Task requirements =
Restate word for word the lines of the entries below, starting with the line that holds "the dark rock" and ending with the line that holds "of the bright", and no others.

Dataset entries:
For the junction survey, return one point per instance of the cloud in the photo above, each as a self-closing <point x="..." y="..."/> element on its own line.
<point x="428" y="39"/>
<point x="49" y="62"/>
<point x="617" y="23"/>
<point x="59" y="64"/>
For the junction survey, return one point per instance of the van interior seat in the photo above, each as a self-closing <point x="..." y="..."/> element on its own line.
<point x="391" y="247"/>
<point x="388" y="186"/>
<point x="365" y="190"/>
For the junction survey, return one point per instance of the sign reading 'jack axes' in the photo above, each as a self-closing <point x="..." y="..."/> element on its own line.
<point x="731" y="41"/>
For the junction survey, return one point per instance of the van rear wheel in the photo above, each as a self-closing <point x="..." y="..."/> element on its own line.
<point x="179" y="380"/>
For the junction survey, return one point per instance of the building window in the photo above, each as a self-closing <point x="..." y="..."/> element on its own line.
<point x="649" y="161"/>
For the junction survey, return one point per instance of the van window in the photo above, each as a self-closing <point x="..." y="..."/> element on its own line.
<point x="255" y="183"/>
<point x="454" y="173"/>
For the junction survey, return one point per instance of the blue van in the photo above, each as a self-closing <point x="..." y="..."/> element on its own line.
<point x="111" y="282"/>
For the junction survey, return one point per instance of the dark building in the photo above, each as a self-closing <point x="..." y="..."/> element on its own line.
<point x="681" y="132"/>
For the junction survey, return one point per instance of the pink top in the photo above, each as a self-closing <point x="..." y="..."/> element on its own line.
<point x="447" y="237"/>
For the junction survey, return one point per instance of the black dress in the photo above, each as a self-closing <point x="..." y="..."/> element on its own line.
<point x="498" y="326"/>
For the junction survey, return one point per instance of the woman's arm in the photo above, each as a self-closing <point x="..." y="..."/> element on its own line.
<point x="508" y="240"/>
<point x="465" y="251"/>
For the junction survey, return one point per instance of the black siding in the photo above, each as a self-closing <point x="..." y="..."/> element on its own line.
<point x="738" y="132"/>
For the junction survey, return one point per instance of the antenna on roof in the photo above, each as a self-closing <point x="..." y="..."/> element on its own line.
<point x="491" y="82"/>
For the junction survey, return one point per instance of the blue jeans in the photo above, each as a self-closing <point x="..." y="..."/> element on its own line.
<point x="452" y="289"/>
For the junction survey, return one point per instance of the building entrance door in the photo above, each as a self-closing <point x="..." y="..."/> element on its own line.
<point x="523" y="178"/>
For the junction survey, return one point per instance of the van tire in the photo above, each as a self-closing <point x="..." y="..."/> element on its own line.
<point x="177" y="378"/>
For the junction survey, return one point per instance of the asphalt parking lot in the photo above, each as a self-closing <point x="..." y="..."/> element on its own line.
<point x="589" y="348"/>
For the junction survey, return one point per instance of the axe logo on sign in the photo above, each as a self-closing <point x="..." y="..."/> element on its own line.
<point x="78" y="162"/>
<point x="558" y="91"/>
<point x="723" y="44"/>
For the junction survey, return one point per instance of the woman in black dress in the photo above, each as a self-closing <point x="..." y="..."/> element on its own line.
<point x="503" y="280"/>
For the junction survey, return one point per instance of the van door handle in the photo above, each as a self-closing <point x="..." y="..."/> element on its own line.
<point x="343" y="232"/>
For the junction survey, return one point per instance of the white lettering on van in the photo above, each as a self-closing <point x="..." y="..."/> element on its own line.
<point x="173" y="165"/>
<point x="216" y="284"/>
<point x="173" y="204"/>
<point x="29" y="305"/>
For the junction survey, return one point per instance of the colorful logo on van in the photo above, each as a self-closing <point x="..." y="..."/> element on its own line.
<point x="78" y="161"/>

* * *

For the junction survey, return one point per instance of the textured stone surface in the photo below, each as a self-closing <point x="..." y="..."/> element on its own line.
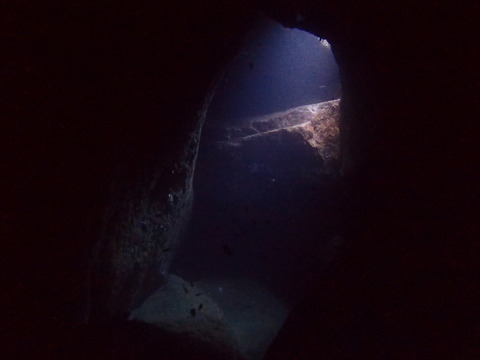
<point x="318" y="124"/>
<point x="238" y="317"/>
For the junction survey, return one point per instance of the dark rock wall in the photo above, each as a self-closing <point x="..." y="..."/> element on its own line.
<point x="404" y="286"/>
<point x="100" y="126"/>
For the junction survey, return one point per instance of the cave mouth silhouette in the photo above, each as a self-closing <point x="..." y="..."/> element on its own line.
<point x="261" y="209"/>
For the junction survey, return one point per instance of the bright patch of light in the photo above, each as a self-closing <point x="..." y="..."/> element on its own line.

Response to this exercise =
For the junction survey, return one point per instance of the dark rock wall in the photo above, each as a self-closing <point x="..." y="..."/> element on its own line.
<point x="404" y="286"/>
<point x="100" y="126"/>
For the junction survey, return one point per instance of the cave mouth silhouette in the photo above, each as a self-closing <point x="..." y="..."/> element on its own line.
<point x="261" y="209"/>
For the junction survey, return one point per instance of the bright patch of light in the photo above, each as a self-closing <point x="..." y="..."/> element on its own line.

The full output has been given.